_WORK TO BE COMPLETED:_ Should the word "below" occur in a line of the records, copy that line.

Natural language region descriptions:
****************************************

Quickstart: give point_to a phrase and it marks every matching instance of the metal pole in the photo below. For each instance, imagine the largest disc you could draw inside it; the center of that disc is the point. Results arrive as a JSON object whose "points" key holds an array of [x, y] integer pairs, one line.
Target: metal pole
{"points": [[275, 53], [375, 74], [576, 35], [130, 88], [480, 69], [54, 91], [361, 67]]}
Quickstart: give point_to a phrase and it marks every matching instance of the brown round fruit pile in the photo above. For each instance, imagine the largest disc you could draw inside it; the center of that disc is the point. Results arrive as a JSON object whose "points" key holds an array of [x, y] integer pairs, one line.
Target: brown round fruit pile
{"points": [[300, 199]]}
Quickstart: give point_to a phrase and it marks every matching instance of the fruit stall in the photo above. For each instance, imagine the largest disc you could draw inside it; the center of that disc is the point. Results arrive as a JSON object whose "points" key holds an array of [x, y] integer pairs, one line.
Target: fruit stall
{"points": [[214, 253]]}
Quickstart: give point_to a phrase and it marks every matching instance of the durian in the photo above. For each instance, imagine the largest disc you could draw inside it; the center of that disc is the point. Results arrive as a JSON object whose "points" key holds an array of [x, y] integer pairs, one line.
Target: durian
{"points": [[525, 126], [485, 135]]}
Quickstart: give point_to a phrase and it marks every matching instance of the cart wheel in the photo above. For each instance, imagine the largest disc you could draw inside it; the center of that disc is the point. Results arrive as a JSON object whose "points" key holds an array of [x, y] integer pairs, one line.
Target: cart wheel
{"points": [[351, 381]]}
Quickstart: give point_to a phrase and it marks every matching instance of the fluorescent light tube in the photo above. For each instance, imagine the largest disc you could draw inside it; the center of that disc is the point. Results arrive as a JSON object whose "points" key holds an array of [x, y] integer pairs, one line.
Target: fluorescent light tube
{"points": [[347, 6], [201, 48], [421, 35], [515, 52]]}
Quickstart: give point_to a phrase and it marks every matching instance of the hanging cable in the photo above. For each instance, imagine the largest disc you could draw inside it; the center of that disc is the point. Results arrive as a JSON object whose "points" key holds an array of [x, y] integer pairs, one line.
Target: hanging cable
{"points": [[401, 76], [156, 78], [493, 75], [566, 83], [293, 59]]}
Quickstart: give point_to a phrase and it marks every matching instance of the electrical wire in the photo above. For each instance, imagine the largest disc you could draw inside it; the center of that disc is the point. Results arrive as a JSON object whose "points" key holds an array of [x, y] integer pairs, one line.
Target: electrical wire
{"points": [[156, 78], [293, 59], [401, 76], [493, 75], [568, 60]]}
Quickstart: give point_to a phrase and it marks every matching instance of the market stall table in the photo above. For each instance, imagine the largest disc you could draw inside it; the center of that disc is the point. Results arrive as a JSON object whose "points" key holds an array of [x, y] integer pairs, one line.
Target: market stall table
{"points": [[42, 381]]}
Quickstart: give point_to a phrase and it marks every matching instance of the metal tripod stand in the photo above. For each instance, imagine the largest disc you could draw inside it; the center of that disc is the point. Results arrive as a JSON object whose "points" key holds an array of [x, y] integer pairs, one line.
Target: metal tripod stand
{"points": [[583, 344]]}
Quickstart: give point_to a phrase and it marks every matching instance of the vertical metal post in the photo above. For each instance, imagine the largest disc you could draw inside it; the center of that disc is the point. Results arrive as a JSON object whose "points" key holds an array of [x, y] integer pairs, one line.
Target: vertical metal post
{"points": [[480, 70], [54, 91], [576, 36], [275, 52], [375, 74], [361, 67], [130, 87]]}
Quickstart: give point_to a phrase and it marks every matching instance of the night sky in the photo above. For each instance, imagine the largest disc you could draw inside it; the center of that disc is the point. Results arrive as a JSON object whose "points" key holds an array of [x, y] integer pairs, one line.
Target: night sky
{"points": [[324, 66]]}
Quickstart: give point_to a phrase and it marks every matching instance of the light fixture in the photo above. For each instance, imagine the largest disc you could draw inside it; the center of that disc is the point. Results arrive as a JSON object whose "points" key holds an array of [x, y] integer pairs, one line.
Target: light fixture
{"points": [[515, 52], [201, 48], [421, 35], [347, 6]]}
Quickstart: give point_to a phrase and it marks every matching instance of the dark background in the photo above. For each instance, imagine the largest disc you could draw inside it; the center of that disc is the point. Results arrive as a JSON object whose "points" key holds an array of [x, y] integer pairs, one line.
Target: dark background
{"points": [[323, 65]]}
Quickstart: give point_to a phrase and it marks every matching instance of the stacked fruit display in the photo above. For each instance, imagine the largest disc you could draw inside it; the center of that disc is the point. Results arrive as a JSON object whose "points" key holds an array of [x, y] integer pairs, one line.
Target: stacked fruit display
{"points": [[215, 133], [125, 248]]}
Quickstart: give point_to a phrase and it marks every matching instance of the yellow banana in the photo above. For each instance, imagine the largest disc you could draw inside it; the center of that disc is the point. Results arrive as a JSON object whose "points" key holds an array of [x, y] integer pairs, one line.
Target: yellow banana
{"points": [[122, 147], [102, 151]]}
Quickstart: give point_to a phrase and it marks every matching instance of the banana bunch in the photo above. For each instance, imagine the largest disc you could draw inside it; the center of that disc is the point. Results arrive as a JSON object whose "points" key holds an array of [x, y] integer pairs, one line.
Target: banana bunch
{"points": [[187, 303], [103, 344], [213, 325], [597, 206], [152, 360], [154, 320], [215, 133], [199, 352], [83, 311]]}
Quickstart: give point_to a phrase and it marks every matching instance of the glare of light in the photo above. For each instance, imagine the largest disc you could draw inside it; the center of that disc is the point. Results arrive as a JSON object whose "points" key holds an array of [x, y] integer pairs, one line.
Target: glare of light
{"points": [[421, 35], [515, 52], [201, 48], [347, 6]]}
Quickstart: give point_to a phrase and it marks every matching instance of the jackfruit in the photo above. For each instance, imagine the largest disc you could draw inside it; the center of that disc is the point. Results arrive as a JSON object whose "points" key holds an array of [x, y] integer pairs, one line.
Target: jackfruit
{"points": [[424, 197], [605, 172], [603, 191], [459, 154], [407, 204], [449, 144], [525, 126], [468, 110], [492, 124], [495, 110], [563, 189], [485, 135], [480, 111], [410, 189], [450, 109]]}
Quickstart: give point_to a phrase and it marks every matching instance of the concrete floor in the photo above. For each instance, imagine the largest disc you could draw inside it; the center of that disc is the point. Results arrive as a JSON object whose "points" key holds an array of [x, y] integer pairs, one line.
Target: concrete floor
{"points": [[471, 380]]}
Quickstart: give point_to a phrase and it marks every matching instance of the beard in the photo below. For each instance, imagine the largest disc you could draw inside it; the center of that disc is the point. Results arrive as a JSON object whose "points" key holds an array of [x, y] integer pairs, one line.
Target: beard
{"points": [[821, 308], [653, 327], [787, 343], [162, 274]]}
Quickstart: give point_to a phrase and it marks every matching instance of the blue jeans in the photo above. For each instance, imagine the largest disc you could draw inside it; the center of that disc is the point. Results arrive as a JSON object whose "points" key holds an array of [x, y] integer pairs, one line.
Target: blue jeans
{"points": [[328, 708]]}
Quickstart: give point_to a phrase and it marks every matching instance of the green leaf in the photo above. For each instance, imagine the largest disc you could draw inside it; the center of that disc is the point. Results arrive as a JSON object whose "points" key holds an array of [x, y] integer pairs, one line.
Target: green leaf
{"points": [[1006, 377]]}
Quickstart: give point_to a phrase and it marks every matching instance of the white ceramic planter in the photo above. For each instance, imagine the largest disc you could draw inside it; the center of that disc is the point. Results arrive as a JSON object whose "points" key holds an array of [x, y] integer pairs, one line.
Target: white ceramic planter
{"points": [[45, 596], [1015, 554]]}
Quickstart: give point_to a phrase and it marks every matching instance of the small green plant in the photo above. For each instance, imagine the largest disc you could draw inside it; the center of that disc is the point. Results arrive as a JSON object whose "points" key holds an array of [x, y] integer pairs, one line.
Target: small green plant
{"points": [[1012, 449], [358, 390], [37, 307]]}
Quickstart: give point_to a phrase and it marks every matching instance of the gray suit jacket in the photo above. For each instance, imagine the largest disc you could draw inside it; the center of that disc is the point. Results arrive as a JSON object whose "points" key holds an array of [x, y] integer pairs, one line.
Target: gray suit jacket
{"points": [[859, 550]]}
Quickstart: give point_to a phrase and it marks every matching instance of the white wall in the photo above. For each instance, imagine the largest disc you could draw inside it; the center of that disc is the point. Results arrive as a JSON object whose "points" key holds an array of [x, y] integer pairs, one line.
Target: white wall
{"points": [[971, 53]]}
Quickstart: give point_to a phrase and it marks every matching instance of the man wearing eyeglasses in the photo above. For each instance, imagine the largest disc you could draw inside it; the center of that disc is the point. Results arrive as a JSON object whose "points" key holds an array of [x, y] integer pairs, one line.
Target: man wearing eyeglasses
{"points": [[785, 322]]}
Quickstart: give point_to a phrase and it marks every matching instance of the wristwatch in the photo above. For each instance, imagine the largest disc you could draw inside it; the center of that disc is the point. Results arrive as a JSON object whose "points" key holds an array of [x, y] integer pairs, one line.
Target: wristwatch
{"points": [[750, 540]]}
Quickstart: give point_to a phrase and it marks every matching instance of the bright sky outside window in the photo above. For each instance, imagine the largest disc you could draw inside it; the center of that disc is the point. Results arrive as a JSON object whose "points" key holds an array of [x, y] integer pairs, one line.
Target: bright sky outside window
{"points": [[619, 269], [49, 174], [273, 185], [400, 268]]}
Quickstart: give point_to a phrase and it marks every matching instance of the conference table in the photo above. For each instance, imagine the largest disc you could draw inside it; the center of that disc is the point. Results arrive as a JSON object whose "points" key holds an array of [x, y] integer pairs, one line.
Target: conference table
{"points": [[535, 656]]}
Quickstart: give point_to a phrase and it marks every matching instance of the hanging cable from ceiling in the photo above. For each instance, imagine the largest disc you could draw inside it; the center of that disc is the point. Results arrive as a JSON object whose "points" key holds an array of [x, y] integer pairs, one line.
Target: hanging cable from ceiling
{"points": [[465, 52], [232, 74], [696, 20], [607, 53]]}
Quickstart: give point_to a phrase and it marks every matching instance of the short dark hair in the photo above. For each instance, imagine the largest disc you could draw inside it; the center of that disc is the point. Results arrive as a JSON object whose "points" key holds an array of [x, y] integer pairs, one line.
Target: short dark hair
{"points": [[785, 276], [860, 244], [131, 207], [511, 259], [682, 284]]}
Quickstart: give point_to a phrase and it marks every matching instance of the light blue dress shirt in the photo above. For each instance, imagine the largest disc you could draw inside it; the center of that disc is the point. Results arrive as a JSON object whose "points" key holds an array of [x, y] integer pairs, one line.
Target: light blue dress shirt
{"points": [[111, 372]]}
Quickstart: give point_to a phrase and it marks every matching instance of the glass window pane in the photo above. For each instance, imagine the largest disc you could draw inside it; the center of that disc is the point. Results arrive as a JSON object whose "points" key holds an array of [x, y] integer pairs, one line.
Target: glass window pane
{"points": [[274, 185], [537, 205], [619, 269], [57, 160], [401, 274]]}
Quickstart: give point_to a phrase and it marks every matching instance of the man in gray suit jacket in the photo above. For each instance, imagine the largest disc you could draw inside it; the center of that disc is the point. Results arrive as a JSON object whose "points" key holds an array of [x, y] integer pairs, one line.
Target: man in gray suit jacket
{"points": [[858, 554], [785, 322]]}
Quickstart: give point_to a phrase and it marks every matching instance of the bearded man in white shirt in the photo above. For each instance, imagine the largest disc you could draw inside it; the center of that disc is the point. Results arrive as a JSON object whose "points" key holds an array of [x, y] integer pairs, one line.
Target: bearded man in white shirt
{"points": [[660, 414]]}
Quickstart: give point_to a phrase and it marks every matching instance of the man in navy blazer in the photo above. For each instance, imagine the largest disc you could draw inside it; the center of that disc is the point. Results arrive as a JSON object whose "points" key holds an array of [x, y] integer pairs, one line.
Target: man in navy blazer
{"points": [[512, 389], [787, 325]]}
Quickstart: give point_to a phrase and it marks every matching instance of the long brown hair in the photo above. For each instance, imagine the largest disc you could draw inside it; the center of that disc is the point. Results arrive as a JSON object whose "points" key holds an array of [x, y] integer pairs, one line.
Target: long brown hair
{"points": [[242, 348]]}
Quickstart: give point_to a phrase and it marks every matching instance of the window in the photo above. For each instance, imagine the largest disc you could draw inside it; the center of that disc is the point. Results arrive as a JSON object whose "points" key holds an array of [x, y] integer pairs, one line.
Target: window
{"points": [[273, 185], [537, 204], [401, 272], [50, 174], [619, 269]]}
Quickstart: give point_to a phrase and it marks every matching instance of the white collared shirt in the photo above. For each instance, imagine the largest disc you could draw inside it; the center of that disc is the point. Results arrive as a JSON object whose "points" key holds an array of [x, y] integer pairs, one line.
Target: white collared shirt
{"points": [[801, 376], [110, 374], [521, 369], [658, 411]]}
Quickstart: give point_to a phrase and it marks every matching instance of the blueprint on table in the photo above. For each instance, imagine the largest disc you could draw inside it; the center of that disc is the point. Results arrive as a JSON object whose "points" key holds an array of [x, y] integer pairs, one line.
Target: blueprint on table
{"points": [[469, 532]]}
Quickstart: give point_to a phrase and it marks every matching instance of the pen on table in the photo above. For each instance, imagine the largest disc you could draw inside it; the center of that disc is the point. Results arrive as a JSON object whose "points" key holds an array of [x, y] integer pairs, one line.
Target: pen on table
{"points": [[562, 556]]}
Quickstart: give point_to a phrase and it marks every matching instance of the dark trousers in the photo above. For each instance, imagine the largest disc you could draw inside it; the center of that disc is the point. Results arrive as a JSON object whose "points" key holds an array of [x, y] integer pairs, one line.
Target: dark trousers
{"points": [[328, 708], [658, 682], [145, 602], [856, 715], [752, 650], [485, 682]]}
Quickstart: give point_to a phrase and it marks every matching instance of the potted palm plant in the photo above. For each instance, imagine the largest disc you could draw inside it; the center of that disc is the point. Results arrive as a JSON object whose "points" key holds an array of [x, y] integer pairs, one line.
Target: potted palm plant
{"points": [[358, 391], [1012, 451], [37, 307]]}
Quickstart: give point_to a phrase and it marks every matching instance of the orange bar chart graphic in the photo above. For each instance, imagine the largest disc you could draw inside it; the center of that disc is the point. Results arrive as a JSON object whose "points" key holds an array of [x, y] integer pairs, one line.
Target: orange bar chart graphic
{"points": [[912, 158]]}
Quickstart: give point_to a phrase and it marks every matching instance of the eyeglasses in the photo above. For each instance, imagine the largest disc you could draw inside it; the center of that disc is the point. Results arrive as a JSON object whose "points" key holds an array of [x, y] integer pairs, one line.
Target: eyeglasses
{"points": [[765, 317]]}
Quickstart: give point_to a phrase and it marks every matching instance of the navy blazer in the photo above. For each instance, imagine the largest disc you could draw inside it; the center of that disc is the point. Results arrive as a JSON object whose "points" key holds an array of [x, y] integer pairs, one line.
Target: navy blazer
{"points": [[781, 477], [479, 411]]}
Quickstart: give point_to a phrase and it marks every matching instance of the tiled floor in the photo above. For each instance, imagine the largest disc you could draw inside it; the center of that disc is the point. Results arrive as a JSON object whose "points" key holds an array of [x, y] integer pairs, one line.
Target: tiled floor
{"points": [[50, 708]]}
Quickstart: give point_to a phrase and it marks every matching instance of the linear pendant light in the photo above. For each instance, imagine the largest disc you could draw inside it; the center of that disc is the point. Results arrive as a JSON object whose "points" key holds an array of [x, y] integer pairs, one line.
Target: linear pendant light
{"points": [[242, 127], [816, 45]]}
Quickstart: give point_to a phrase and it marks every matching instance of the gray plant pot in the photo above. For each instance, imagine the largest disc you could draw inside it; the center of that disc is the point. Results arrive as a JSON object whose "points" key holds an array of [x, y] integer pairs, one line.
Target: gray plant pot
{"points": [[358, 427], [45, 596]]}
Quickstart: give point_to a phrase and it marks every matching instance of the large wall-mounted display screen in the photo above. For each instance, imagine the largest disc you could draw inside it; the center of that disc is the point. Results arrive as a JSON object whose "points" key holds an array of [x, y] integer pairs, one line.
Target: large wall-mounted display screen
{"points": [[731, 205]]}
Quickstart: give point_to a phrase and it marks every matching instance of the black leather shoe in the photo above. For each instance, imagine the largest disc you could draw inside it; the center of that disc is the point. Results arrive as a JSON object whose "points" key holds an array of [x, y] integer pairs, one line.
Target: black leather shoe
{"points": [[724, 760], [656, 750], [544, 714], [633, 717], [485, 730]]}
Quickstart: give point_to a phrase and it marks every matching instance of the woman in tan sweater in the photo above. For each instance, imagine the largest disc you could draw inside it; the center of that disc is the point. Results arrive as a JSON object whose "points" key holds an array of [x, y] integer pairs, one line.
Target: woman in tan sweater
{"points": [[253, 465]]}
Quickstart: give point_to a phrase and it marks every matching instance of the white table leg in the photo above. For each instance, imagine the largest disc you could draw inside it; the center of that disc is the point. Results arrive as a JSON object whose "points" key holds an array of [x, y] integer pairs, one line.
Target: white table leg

****************************************

_TASK RESULT:_
Quickstart: give point_to a phrase and it marks every matching instance of the metal pole in the photo below. For each instance, imagine the largest disc you could draw inside it; the center of that disc is the point. Results arrive as a JSON object whose "points" key holds an array of [x, y] integer pairs, one line.
Quickstart: give point_to a phrase and it marks every matching instance of the beard in the photo below. For each instance, imagine the largest disc you could draw inside it; the center of that disc is the point. Results arrive as a JSON object whose "points" key holds an array of [x, y] integer pairs, one line.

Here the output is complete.